§ **Exercise goal**: Every record is to be copied unchanged, except that its pictures are removed.

[Recorded data]

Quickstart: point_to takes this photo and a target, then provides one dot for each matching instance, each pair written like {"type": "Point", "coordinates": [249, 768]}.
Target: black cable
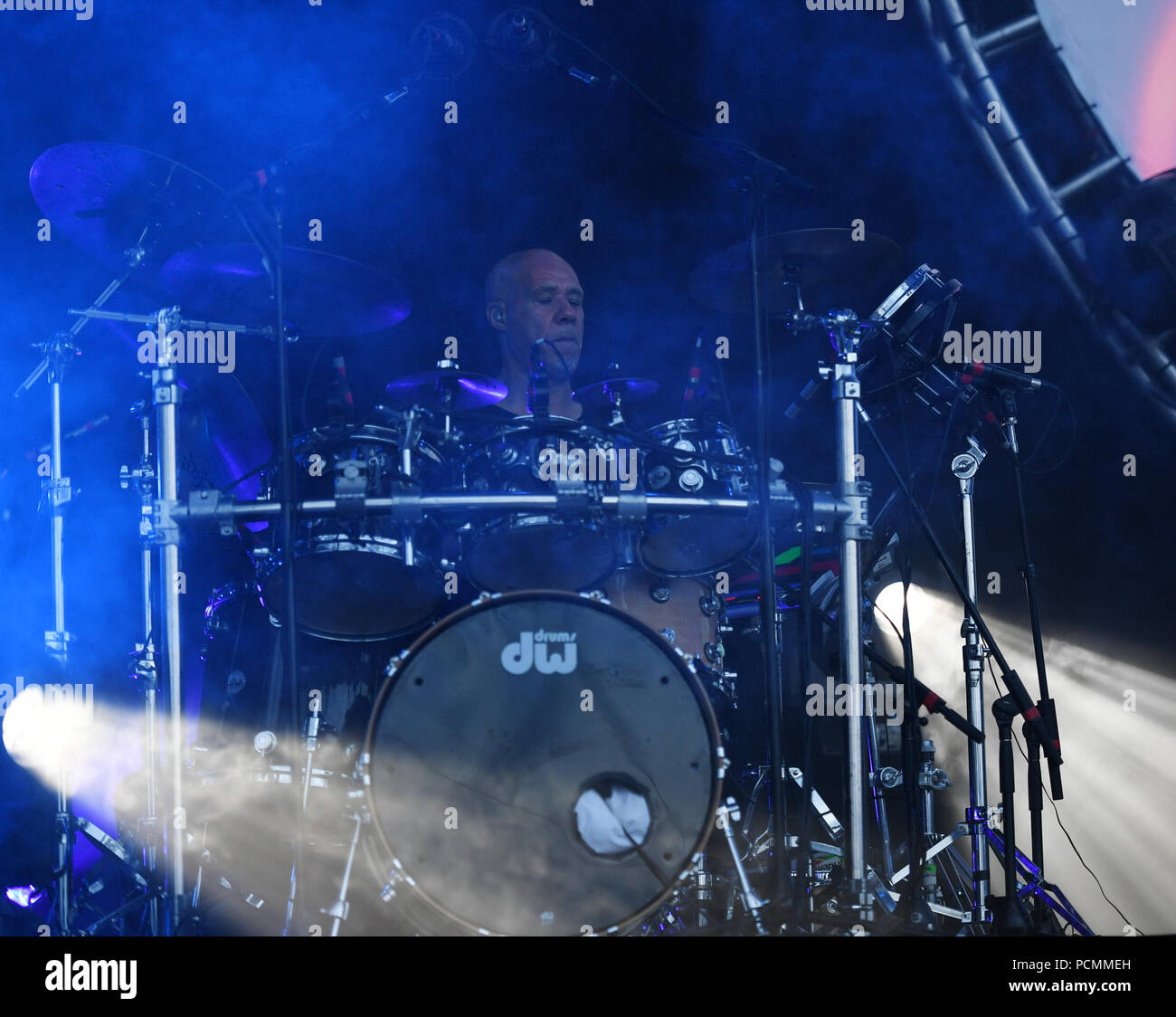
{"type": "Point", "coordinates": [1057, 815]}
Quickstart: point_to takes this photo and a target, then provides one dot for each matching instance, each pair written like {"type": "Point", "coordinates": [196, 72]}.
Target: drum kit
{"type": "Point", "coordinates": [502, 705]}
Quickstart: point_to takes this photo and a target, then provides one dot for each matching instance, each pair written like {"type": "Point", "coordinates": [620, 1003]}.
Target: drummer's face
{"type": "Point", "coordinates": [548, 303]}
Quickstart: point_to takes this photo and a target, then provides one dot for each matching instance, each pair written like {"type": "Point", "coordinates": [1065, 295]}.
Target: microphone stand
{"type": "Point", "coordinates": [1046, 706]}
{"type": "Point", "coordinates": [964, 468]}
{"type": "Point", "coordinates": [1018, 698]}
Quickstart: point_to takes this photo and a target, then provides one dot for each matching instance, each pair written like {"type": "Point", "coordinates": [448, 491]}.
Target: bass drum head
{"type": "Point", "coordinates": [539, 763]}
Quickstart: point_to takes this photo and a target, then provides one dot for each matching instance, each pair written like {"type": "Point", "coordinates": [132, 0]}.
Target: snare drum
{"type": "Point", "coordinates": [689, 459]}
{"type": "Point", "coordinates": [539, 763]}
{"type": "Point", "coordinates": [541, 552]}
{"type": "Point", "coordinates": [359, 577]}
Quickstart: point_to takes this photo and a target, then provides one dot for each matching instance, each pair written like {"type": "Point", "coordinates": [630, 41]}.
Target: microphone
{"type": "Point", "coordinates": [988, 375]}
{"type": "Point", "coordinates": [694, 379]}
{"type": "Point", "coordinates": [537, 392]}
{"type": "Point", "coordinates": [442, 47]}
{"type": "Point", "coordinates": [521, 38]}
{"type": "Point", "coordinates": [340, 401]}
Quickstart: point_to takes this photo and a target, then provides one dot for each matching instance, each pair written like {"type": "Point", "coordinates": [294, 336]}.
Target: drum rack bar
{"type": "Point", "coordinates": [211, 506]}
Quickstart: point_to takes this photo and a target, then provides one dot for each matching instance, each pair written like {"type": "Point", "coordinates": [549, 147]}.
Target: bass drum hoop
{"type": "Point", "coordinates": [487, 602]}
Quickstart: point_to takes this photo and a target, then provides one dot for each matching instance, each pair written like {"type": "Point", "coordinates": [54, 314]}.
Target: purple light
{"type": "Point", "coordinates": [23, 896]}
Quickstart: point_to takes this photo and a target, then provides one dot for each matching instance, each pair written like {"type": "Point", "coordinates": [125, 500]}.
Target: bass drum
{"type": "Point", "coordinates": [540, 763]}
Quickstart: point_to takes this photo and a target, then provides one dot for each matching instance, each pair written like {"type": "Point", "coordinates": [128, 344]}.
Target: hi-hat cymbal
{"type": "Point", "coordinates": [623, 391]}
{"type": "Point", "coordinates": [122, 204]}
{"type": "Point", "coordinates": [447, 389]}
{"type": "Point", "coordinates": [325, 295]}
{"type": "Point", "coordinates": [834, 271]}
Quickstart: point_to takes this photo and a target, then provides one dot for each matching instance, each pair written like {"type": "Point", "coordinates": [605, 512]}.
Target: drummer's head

§ **Written reply**:
Quickstart: point_to takes this photo and a target, then provides one dot for each matching instance, each pair written like {"type": "Point", "coordinates": [249, 768]}.
Target: black cable
{"type": "Point", "coordinates": [1057, 815]}
Quickstart: point_to takes this photo and a target, then provides one dot for each matching instance, each pair written like {"type": "Point", "coordinates": [196, 72]}.
Target: drum kit
{"type": "Point", "coordinates": [502, 705]}
Quickstart: point_to takes this photo and a target, then provides one dot for each matching instance, each pair written like {"type": "Point", "coordinates": [620, 1003]}.
Target: drummer's face
{"type": "Point", "coordinates": [548, 303]}
Quickstart: point_to takes this photo and a target, then provides one dot for each matching instance, each pair written like {"type": "Point", "coordinates": [1065, 295]}.
Target: microphone stand
{"type": "Point", "coordinates": [1046, 706]}
{"type": "Point", "coordinates": [964, 468]}
{"type": "Point", "coordinates": [1018, 698]}
Quickstart: point_to takes this photo and a target, then provides one dot for each matching instance, each pair written like {"type": "Point", "coordinates": [448, 491]}.
Target: bass drum head
{"type": "Point", "coordinates": [539, 763]}
Quickstart: point_to takes this photo and a target, then provides one dot for each matching instance, each pair written like {"type": "Point", "coordinates": [132, 0]}.
Target: snare drum
{"type": "Point", "coordinates": [689, 459]}
{"type": "Point", "coordinates": [539, 763]}
{"type": "Point", "coordinates": [541, 552]}
{"type": "Point", "coordinates": [359, 577]}
Quickstart: point_to takes this photo and a target, then provides one dot for each matching instance, each pair written like {"type": "Point", "coordinates": [630, 41]}.
Target: microphone
{"type": "Point", "coordinates": [988, 375]}
{"type": "Point", "coordinates": [694, 379]}
{"type": "Point", "coordinates": [537, 392]}
{"type": "Point", "coordinates": [442, 47]}
{"type": "Point", "coordinates": [521, 38]}
{"type": "Point", "coordinates": [340, 401]}
Quickstart: point_to takes this photo and a target, then provides one dot for each matching instance, each pair written like {"type": "Point", "coordinates": [294, 336]}.
Target: drum rack bar
{"type": "Point", "coordinates": [211, 506]}
Quickstart: point_to takes this photo and a target, then provides one dot for each matching instance, each pair written like {"type": "Point", "coordinates": [549, 147]}.
Target: bass drum hoop
{"type": "Point", "coordinates": [487, 602]}
Quickstart: point_to takes this photo and a target, then provides one dot for each matching instance, each pair written like {"type": "Point", "coordinates": [54, 314]}.
Target: purple light
{"type": "Point", "coordinates": [23, 896]}
Quickstart: point_to takes this photo and a target, then provides one dot for each matching instance, each pair written like {"type": "Point", "coordinates": [125, 500]}.
Target: bass drum
{"type": "Point", "coordinates": [540, 763]}
Quickstart: point_to takes this photo and a target, then provides one dot for each matching instance, each pair written like {"type": "Point", "coordinates": [128, 344]}.
Target: hi-hat cymbal
{"type": "Point", "coordinates": [623, 391]}
{"type": "Point", "coordinates": [122, 204]}
{"type": "Point", "coordinates": [447, 389]}
{"type": "Point", "coordinates": [325, 295]}
{"type": "Point", "coordinates": [834, 271]}
Quickstart: point_to takes this photo and a target, then provides one dot for each matching instance, each pair written like {"type": "Point", "coordinates": [605, 512]}.
Target: drummer's head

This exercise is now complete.